ИСХОДНЫЙ ТЕКСТ:
==*==
Метерлинк. Неуспех. Долетают до меня Ваши обвинения, что я уклонялся помогать постановке Метерлинка. Я не придаю этому значения. Неуспех всегда возбуждает несправедливости. Человека тянет обвинить кого-нибудь. Я сам часто в таких случаях был несправедлив к Вам. Это — ничтожные счеты, которые тонут в больших заботах.

Но пользуюсь случаем подчеркнуть один вывод из этого. Я умею быть действительно полезным, только вдумавшись, сосредоточенно вжившись в пьесу. Когда один, самостоятельно {392} вникну в нее и разбужу у себя в душе все, что может там откликнуться. Делать это на людях, на беседах я не умею. Мне надо, чтобы беседы улеглись в душе. Если это время не пришло, то сколько бы меня ни теребили, ни торопили, как бы ни упрекали в недобросовестности, — я все равно остаюсь туп, как камень. Я буду думать: да, так недурно, но и так хорошо, можно так, а может быть, можно и иначе. У меня нет определенного, созревшего из души взгляда.
==*==
ВЫБРАННЫЕ СТРОКИ:
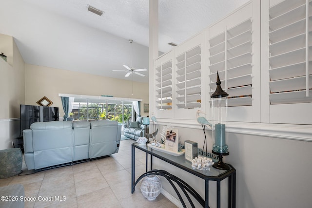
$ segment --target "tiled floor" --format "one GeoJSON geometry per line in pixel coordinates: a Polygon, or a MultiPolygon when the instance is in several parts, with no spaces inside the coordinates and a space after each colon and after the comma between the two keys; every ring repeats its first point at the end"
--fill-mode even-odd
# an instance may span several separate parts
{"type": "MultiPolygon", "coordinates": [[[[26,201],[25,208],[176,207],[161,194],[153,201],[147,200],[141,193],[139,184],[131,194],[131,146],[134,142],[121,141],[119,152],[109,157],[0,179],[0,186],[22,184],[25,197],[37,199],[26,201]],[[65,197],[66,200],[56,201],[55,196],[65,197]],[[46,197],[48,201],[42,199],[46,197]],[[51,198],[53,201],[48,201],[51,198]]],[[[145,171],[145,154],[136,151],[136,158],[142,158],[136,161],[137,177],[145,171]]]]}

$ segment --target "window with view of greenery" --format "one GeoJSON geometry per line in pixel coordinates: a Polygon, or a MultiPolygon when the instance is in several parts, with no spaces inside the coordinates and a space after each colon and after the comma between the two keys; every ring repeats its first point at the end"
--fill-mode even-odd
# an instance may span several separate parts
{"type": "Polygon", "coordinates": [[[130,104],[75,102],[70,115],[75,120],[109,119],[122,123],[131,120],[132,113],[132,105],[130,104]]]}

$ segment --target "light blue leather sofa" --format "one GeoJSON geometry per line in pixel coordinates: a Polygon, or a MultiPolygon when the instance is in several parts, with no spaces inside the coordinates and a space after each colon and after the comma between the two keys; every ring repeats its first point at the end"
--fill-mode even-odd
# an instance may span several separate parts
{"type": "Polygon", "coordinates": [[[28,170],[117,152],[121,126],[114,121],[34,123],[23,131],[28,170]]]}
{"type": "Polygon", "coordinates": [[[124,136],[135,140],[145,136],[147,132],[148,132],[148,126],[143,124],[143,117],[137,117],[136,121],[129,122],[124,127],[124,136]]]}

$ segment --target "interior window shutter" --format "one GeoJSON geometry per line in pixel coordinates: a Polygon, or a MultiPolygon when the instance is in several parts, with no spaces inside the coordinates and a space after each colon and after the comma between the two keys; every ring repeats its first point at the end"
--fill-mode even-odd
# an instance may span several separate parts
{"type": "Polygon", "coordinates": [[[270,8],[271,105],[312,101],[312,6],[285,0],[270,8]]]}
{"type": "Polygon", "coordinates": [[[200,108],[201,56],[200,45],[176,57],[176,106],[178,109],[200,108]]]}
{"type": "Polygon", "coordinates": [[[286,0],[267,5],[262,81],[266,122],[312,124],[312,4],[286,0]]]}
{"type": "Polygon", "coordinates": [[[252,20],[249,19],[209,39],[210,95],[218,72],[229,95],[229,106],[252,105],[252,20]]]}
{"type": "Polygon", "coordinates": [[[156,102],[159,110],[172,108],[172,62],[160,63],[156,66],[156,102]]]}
==*==
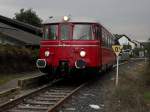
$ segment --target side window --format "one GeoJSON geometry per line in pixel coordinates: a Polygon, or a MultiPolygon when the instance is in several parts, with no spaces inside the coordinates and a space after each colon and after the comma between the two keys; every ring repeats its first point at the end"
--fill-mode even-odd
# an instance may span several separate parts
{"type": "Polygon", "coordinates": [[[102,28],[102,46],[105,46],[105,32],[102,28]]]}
==*==
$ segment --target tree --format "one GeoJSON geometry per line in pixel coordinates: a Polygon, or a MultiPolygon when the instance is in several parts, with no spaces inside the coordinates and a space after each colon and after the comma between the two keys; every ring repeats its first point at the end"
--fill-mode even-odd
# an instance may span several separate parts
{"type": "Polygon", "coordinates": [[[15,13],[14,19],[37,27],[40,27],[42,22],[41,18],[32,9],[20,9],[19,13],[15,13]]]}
==*==
ЗАДАЧИ:
• A. Запишите без изменений фрагмент текста о постановке Метерлинка, который открывается словами «Но пользуюсь случаем» и завершается словами «из души взгляда.».
• B. Продолжите, пожалуйста, текст о постановке Метерлинка, начав сразу после его последнего предложения.

ОТВЕТЫ К УПРАЖНЕНИЮ:
• A.
Но пользуюсь случаем подчеркнуть один вывод из этого. Я умею быть действительно полезным, только вдумавшись, сосредоточенно вжившись в пьесу. Когда один, самостоятельно {392} вникну в нее и разбужу у себя в душе все, что может там откликнуться. Делать это на людях, на беседах я не умею. Мне надо, чтобы беседы улеглись в душе. Если это время не пришло, то сколько бы меня ни теребили, ни торопили, как бы ни упрекали в недобросовестности, — я все равно остаюсь туп, как камень. Я буду думать: да, так недурно, но и так хорошо, можно так, а может быть, можно и иначе. У меня нет определенного, созревшего из души взгляда.

• B.
И это не только в режиссерстве, это во всяких случаях жизни.

Вы не раз уже встречались с этой моей чертой.

А в Метерлинка я не вдумывался. Решено было, что летом я буду писать пьесу (которую бросил после смерти Чехова), а осенью я ушел в «Иванова».

Пошел «Иванов». Тут я ни в чем не виноват перед Вами.



Вы находили постановку «Иванова» нехудожественной. Это же не вина! Успех «Иванова» при неуспехе Метерлинка Вас очень обескуражил — я Вас понимаю, даже вполне сочувствую Вам. Из всей постановки «Иванова» я, как режиссер, испытывал удовлетворение только в 3‑м действии, которое лилось у меня из души. А Вы, кажется, понимали так, что я горжусь своим режиссерством в «Иванове». И слишком часто давали мне чувствовать нехудожественность постановки. Это было и несправедливо и жестоко. Не могли же Вы желать провала!

И все, что можно собрать из Ваших обвинений меня по поводу «Иванова» и что, может быть, впоследствии отразилось на Вашем отношении ко мне, — несправедливо.

Разберемтесь, в самом деле.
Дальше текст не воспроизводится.